→ WORK TO COMPLETE
1) In the passage on Paraná's State Education Plan, what period did the study cover?
2) Please list every row that contains the string "taxiway". Case counts.

→ QUOTED PASSAGE
........
The approval of state, district, and municipal education plans between the years 2014 and 2019 was the result of the federative coordination process in all Brazilian federative entities, with the exception of the state of Rio de Janeiro, which had not yet sanctioned the State Education Plan (PEE) law by that time ( SCAFF; OLIVEIRA, 2019). However, it is noted the retraction of this movement in relation to the monitoring and evaluation of the plans, which have taken place in a fragmented manner and with restricted adherence ( SCAFF; OLIVEIRA, 2019).

Thus, this study aims to identify how the elaboration, monitoring, and evaluation of the State Education Plan of Paraná (PEE-PR) were and are being carried out, especially regarding the socio-state interface foreseen in the guidelines established by the PNE. The concept of socio-state interface is understood as an institutional architecture of participation in which social and state subjects negotiate and dispute the spaces for defining public policies ( VERA; LAVALLE, 2012).

The research was developed through a qualitative methodology of a document-based character. The data sources were the official websites of the Paraná State Department of Education (Seed-PR), the Paraná State Board of Education (CEE-PR), the Education State Forum (FEE-PR), and the Paraná Institute for Economic and Social Development (IPARDES).

The world wide web has enabled the contribution of new sources, as analyzed by Almeida (2011). However, its use demands care, given the low quality of a large amount of the material, the inconstant nature of the records, and the need to assess the authenticity of the documentation ( ALMEIDA, 2011). For this reason, documents published on the official pages of the researched entities were selected, such as laws, deliberations, and publicly disclosed reports.

The study comprised the period from 2015 to 2020, from the approval of the PEE-PR until the closing of the third cycle of the plan’s monitoring and evaluation, which should be carried out every two years, as established in the document itself ( PARANÁ, 2015b).

The socio-state interface as a principle of federative coordination in the ten-year education plans

The institutionalization of social participation in the elaboration and the monitoring of public policies in Brazil, established as a principle in the Federal Constitution of 1988, strengthened with the rise of governments with democratic- popular orientation (2003–2016), whose institutional architectures of participation in policy design were incorporated into the federal government’s agenda. At the same time, the Union assumed more categorically the role of coordination in relation to the other federative entities —- a movement that is fundamentally expressed in the formulation of policies, programs, and national plans that aim to integrate the actions of the different government entities ( LOTTA; GONÇALVES; BITELMAN, 2014).

The debate is not devoid of contradictions since it implies a certain degree of centralization of the federal government mainly linked to advantages offered to states when joining policies and programs coordinated by the Union through “pre-established conditionalities” ( LOTTA; GONÇALVES; BITELMAN, 2014. p. 6).
........
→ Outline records
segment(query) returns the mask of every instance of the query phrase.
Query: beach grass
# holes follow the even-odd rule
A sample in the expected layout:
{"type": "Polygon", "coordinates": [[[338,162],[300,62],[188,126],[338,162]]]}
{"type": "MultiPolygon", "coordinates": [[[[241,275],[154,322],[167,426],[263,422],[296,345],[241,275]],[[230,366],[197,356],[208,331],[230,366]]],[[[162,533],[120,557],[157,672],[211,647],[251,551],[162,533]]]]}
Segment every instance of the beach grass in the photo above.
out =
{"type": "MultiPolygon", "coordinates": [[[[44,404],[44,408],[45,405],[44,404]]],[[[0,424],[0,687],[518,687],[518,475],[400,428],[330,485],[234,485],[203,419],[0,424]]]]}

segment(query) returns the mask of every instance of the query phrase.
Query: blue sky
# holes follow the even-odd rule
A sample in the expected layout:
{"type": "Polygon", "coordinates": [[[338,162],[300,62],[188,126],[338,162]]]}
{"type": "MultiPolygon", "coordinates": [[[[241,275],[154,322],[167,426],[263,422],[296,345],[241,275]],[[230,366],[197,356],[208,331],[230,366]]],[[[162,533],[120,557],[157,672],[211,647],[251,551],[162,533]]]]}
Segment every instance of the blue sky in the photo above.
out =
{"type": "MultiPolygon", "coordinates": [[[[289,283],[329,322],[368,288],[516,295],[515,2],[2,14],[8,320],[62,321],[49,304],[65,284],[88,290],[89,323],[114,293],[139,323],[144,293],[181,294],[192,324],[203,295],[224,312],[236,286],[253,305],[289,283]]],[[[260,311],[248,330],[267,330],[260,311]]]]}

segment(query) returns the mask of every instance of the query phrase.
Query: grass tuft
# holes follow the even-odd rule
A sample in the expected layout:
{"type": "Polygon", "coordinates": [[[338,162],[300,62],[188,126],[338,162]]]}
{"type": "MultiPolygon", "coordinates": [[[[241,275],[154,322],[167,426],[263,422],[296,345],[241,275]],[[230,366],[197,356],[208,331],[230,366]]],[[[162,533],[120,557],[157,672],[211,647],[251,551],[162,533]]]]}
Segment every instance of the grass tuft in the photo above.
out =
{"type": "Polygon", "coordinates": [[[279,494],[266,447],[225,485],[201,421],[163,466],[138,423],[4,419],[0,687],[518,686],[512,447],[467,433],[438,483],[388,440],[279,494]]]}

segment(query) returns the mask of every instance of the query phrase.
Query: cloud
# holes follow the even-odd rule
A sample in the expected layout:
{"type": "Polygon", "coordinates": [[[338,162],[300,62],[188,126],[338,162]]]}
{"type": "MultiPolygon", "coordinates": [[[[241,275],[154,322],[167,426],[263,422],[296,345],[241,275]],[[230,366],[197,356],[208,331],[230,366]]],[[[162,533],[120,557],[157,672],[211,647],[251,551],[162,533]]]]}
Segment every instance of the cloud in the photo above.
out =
........
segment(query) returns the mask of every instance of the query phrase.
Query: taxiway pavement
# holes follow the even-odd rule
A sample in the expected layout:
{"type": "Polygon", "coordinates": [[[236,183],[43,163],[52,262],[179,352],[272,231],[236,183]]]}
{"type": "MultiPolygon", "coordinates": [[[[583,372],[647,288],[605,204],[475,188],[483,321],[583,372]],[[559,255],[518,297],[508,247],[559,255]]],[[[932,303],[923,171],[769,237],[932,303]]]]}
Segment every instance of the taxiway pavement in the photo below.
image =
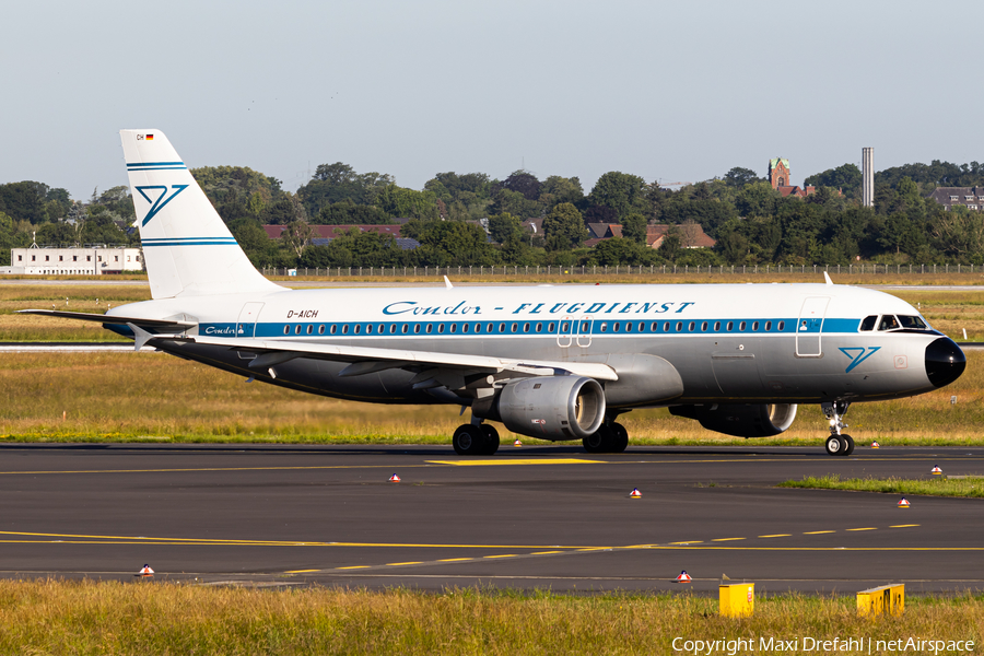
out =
........
→ ANSWERS FOR THE EXERCISE
1) From 2015 to 2020, from the approval of the PEE-PR until the close of the plan's third monitoring and evaluation cycle.

2)
Query: taxiway pavement
Segment every instance of the taxiway pavement in the photo below.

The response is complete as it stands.